Testo di lettura

Andrew è un avvocato e sa benissimo che questa potrebbe diventare materia da trattare  in un aula di tribunale, ma è anche consapevole che difficilmente troverà qualche collega disposto a rappresentarlo una volta saputo quale sarà la materia con cui si andrà in aula, mettiamoci poi che la causa dovrebbe portare in aula uno studio legale, insomma ci sarebbero un bel pò di ostacoli per questa sua iniziativa, senza contare il fatto di mettere in piazza e dare in pasto ai media la sua vita privata, e una malattia in costante evoluzione.

Andrew comunque non molla supportato dalla sua amorevole famiglia e dal suo innamoratissimo compagno, e finalmente trova in Joe Miller (Denzel Washington), avvocato afroamericano con qualche problema sia con la malattia che con gli omosessuali, qualcuno dai principi tanto saldi da combattere con i propri pregiudizi  pur di difenderlo.

Inizierà così per Andrew l’odissea di un duplice percorso difficile e doloroso, tra i banchi di un’aula di tribunale a combattere contro il pregiudizio e l’ignoranza per i suoi dirritti di lavoratore ed essere umano, e nel privato con una malattia spietata che giorno dopo giorno cercherà di togliergli la dignità che l’uomo fino in fondo terrà stretta a sè, sino a che circondato dall’amore dei suoi familiari e pienamente consapevole di aver combattuto la battaglia giusta, lascerà che il dolore cessi definitivamente e la paura diventi solo un ricordo.

Dati di puntamento per espressioni referenziali

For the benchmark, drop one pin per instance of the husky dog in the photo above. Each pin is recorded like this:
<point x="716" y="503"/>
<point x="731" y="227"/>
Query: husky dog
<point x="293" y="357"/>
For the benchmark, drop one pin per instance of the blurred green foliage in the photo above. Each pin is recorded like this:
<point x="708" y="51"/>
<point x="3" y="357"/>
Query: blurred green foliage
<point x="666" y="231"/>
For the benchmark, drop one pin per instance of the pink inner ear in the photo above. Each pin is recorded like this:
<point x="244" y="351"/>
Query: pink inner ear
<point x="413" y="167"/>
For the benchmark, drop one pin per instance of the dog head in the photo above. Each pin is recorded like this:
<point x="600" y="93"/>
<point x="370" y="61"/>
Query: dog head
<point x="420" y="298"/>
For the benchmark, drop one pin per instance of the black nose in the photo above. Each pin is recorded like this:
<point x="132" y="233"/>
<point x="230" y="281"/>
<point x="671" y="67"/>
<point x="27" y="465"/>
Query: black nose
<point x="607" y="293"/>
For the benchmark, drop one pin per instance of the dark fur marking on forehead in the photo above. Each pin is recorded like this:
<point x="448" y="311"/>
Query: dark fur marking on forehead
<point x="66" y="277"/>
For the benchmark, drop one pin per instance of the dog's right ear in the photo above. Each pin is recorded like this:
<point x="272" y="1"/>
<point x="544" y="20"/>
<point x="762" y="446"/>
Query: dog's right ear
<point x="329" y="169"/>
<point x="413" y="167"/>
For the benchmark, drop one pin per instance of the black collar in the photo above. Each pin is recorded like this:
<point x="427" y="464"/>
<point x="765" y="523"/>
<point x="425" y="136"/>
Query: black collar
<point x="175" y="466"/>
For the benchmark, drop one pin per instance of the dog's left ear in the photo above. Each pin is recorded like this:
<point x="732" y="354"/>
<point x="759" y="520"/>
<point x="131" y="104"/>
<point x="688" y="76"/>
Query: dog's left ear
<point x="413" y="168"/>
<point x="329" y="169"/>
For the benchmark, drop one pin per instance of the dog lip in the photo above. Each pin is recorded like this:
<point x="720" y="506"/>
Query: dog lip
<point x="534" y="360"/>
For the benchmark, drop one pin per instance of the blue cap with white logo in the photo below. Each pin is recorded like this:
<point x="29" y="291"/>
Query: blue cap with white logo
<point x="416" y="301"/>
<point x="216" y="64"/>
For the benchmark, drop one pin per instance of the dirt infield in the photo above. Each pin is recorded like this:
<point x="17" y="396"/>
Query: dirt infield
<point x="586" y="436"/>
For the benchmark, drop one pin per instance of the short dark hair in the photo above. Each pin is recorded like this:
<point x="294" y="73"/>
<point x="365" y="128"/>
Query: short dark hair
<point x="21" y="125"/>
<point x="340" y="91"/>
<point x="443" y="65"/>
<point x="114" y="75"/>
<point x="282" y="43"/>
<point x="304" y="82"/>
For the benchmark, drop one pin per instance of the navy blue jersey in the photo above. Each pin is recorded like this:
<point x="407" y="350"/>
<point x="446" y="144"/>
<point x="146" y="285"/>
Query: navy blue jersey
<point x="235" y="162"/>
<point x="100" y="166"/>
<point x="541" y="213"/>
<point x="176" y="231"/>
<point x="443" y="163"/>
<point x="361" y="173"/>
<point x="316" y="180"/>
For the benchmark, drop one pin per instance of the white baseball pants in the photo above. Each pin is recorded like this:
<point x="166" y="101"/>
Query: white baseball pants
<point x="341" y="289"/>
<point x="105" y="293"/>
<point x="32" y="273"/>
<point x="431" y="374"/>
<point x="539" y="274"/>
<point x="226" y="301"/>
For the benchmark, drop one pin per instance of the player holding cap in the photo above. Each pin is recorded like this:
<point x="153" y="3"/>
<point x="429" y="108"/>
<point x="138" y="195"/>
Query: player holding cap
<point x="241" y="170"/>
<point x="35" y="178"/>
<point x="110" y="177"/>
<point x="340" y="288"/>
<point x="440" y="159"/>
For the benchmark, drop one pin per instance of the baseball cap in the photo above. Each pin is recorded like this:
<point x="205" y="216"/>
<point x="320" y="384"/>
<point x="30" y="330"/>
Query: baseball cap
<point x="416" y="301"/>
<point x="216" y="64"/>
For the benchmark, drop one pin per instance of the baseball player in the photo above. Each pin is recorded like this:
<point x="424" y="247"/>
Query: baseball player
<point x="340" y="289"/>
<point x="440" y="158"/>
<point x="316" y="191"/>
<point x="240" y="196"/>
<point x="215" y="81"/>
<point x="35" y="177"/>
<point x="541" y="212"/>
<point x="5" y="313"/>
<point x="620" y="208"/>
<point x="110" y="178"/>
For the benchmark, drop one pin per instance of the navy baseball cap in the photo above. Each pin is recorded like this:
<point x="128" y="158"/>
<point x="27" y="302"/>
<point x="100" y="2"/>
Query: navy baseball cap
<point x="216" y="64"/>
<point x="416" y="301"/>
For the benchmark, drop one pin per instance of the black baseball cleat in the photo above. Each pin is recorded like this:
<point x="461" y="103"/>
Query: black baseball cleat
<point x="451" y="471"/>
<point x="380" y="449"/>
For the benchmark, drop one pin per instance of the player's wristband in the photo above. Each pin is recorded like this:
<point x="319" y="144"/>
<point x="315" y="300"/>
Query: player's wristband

Consegna A
Indica se ciascuna affermazione concorda con il testo su Andrew, rispondendo sì o no e citando le parole decisive: (i) Andrew di professione fa l'avvocato; (ii) Joe Miller non ha alcun problema con gli omosessuali; (iii) Andrew riceve il sostegno della propria famiglia.
Consegna B
Riprendi il testo su Andrew e prosegui oltre la sua ultima frase.

Risposta A
(i) Sì: "Andrew è un avvocato".
(ii) No: "con qualche problema sia con la malattia che con gli omosessuali".
(iii) Sì: "supportato dalla sua amorevole famiglia".

Risposta B
Il regista Jonathan Demme, dopo l’Oscar per il suo memorabile thriller Il silenzio degli innocenti, si cimenta con uno script che punta al film di denuncia, mettendo in scena uno struggente e doloroso ritratto di una società piena di ataviche paure e infiniti pregiudizi che vengono accolti in seno alle istituzioni con leggi che palesemente ledono la dignità e i diritti di ogni essere umano, in piena e costante contraddizione con una libertà solo sbandierata, e il rispetto per il prossimo che dovrebbe essere il fondamento di una società degna di questo nome.

Demme per i ruoli principali si affida a Tom Hanks e Denzel Washington, entrambi palesemente coinvolti dallo script, dalla tematica e dai loro personaggi, Hanks si lancia in una memorabile performance trasformando il suo corpo e mostrando una miscela di struggente deteterminazione e fragilità che gli permetteranno di inanellare il suo secondo Oscar consecutivo come miglior attore, dopo quello per il toccante Forrest Gump, mentre Washington tratteggia con dovizia tutte la paure e l’inadeguatezza di un uomo di fronte all’ineluttabilità della morte, e al pregiudizio verso una diversità non teorizzata in qualche bel discorso, ma reale e tangibile.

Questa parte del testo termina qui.